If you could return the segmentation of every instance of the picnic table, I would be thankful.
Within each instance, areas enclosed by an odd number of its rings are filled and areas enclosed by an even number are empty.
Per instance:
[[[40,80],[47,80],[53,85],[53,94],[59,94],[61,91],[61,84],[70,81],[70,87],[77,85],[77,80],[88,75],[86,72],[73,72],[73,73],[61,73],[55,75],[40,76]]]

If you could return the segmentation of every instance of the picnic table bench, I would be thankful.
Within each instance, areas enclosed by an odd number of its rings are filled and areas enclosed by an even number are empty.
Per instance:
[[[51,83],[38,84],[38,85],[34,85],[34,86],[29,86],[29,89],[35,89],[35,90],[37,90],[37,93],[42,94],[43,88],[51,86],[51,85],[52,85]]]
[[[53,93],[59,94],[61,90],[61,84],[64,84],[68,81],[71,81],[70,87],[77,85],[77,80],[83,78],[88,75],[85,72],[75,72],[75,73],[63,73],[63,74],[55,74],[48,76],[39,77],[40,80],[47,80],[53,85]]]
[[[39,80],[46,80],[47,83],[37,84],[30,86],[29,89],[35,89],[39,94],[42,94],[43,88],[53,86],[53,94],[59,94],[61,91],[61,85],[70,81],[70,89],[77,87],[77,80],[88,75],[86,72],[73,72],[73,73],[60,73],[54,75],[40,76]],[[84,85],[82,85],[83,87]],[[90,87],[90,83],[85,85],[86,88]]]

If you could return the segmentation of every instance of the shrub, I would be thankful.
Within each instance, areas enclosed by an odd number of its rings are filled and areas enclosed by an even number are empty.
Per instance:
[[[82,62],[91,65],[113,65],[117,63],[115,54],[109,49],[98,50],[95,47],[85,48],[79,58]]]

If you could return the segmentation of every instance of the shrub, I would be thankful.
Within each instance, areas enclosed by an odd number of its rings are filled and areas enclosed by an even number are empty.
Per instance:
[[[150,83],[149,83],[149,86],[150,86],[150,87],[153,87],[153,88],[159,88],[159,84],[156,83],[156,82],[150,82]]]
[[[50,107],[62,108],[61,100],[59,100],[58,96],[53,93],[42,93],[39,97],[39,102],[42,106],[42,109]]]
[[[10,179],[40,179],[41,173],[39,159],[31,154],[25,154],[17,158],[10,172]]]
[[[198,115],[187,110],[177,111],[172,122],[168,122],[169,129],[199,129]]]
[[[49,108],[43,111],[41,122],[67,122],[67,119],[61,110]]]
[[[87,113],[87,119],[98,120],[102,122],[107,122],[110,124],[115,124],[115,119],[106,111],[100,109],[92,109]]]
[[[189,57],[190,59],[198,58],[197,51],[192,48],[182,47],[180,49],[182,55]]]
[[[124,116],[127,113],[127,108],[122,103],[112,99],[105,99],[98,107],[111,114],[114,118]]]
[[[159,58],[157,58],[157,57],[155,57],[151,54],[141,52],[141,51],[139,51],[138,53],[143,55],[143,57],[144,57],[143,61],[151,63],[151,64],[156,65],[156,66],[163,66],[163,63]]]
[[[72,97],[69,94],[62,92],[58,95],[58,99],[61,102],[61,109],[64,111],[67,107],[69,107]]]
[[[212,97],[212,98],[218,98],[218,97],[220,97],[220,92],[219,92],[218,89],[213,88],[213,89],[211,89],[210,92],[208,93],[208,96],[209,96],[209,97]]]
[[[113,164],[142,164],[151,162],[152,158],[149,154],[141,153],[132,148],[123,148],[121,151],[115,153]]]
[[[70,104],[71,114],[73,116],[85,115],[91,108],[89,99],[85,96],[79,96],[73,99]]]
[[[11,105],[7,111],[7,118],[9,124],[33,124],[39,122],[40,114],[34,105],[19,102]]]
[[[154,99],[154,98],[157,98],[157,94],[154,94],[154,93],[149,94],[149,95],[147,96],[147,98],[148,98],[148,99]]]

◆ ◆ ◆ ◆ ◆

Report each line of the records above that contains the word "every", copying those lines in full.

If you could return the segmentation of every instance of the picnic table, I would be thankful.
If you could return the segmentation of every instance of the picnic table bench, I would be thankful.
If you could return the segmentation of every instance of the shrub, I would be thankful.
If you could return the segmentation of every instance of the shrub, I would be thankful.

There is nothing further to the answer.